◆ **TASK GOAL**:
Please pull every line of the material below and copy each one verbatim, keeping the original order.

# Start of MATERIAL SHOWN

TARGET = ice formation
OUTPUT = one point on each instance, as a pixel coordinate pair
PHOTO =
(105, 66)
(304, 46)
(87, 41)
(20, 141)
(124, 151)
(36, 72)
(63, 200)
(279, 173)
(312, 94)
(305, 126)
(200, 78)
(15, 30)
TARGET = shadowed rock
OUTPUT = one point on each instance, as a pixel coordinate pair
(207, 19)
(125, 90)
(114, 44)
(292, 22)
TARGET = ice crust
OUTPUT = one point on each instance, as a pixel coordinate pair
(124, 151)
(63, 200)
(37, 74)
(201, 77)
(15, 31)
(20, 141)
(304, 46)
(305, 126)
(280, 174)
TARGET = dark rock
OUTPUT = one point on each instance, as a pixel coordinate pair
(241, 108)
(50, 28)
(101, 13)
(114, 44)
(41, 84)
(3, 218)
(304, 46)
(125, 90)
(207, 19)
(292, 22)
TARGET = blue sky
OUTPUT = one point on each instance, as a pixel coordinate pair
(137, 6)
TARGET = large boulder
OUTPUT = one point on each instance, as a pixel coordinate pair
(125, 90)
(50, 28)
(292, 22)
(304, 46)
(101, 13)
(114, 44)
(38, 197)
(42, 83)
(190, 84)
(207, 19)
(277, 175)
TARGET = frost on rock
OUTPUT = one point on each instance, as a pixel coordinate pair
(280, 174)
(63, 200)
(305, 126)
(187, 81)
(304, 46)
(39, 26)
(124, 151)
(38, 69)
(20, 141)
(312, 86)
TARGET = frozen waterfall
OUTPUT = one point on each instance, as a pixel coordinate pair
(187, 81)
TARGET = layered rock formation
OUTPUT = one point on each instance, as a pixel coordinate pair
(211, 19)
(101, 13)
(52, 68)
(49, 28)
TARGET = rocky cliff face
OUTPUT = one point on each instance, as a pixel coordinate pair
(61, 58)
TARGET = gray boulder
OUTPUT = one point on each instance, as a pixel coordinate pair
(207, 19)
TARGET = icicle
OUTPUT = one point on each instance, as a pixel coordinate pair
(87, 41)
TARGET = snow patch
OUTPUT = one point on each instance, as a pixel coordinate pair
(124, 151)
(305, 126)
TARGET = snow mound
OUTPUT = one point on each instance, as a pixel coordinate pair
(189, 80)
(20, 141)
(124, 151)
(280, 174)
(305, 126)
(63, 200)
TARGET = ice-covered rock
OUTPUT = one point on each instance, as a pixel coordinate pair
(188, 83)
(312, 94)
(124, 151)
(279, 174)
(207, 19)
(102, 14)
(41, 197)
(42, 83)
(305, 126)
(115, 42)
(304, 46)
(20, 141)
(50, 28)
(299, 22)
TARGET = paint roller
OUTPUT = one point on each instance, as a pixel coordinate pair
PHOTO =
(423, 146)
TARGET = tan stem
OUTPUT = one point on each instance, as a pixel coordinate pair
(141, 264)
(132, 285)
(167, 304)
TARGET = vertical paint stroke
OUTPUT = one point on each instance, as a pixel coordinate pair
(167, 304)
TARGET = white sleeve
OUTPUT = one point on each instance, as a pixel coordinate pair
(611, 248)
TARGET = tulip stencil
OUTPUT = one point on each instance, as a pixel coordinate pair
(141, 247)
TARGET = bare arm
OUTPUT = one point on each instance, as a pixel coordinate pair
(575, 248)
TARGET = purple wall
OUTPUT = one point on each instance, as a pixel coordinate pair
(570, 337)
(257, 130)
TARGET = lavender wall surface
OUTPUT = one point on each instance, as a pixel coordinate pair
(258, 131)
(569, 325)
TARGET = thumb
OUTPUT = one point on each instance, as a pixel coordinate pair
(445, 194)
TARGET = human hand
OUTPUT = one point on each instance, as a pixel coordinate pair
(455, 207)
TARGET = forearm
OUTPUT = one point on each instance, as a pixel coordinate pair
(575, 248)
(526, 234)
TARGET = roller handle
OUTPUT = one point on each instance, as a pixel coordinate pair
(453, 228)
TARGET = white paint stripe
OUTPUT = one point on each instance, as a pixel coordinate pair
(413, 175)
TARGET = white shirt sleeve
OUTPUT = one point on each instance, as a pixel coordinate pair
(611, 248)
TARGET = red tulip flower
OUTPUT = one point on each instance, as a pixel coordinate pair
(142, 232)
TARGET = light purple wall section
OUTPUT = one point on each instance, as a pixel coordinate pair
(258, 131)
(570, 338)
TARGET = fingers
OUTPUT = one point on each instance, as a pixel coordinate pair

# End of MATERIAL SHOWN

◆ **ANSWER TO THIS EXERCISE**:
TARGET = ice formation
OUTPUT = one point on each instance, as a pixel coordinate pair
PHOTO =
(105, 66)
(304, 46)
(87, 41)
(20, 141)
(124, 151)
(36, 72)
(63, 200)
(279, 173)
(312, 94)
(305, 126)
(200, 78)
(15, 30)
TARGET = shadowed rock
OUTPUT = one point on each instance, as a pixel coordinate pair
(207, 19)
(125, 90)
(114, 44)
(292, 22)
TARGET = ice crust
OUTPUT = one point on each instance, as a pixel coordinate pair
(124, 151)
(63, 200)
(37, 74)
(201, 77)
(15, 31)
(20, 141)
(304, 46)
(305, 126)
(280, 174)
TARGET = dark rock
OUTPUT = one point on each instance, as a pixel coordinate pair
(241, 108)
(50, 28)
(101, 13)
(114, 44)
(41, 84)
(3, 218)
(304, 46)
(125, 90)
(207, 19)
(292, 22)
TARGET = blue sky
OUTPUT = one point on each instance, as a pixel coordinate pair
(137, 6)
TARGET = large boulder
OUTPUT = one point on each instance, as a pixel coordinate pair
(125, 90)
(50, 28)
(292, 22)
(304, 46)
(101, 13)
(114, 44)
(38, 197)
(42, 83)
(190, 84)
(207, 19)
(277, 175)
TARGET = frost on rock
OUTPUT = one point on each instance, as a pixel coordinate pair
(280, 174)
(63, 200)
(305, 126)
(187, 81)
(304, 46)
(39, 26)
(124, 151)
(38, 69)
(20, 141)
(312, 86)
TARGET = frozen waterfall
OUTPUT = one point on each instance, as a pixel coordinate pair
(187, 81)
TARGET = layered rock formation
OUTPUT = one point on each instance, as a pixel coordinate pair
(211, 19)
(101, 13)
(52, 68)
(49, 28)
TARGET = rocky cliff face
OUTPUT = one point on each instance, as a pixel coordinate pair
(61, 58)
TARGET = gray boulder
OUTPUT = one point on each instance, as a pixel coordinate pair
(207, 19)
TARGET = icicle
OUTPUT = one point on each instance, as a pixel coordinate pair
(87, 41)
TARGET = snow patch
OUTPUT = one point on each instance, as a pixel coordinate pair
(124, 151)
(305, 126)
TARGET = snow mound
OUTPUT = one point on each instance, as a pixel coordinate pair
(189, 80)
(20, 141)
(124, 151)
(280, 174)
(305, 126)
(63, 200)
TARGET = ice-covered rock
OUTPUT = one point on each instance, as a pixel coordinate pair
(188, 83)
(312, 94)
(124, 151)
(279, 174)
(207, 19)
(102, 14)
(41, 197)
(42, 83)
(305, 126)
(115, 42)
(304, 46)
(20, 141)
(50, 28)
(299, 22)
TARGET = paint roller
OUTPUT = one point on each instance, as a pixel coordinate pair
PHOTO =
(423, 146)
TARGET = tan stem
OUTPUT = one point on each instance, as a pixel coordinate pair
(141, 264)
(132, 285)
(167, 304)
TARGET = vertical paint stroke
OUTPUT = one point on each instance, as a pixel coordinate pair
(167, 304)
TARGET = white sleeve
OUTPUT = one point on each instance, as a pixel coordinate pair
(611, 248)
TARGET = tulip stencil
OUTPUT = one point on each instance, as a pixel coordinate pair
(141, 247)
TARGET = bare arm
OUTPUT = one point on each instance, as a pixel coordinate pair
(575, 248)
TARGET = purple wall
OUTPUT = one point on each instance, as a pixel coordinate pair
(570, 337)
(257, 130)
TARGET = lavender wall surface
OUTPUT = one point on each instance, as a pixel coordinate pair
(258, 131)
(569, 325)
TARGET = thumb
OUTPUT = one point on each instance, as a pixel coordinate pair
(445, 194)
TARGET = human hand
OUTPUT = one point on each instance, as a pixel coordinate pair
(455, 207)
TARGET = forearm
OUTPUT = one point on each instance, as a pixel coordinate pair
(575, 248)
(526, 234)
TARGET = roller handle
OUTPUT = one point on each instance, as a pixel coordinate pair
(453, 228)
TARGET = white paint stripe
OUTPUT = one point on each instance, as a pixel coordinate pair
(413, 175)
TARGET = white shirt sleeve
OUTPUT = one point on each instance, as a pixel coordinate pair
(611, 248)
TARGET = red tulip flower
OUTPUT = one point on each instance, as a pixel coordinate pair
(142, 232)
TARGET = light purple wall section
OUTPUT = one point on each instance, as a pixel coordinate pair
(258, 131)
(570, 338)
TARGET = fingers
OUTPUT = one point on each instance, as a pixel coordinate pair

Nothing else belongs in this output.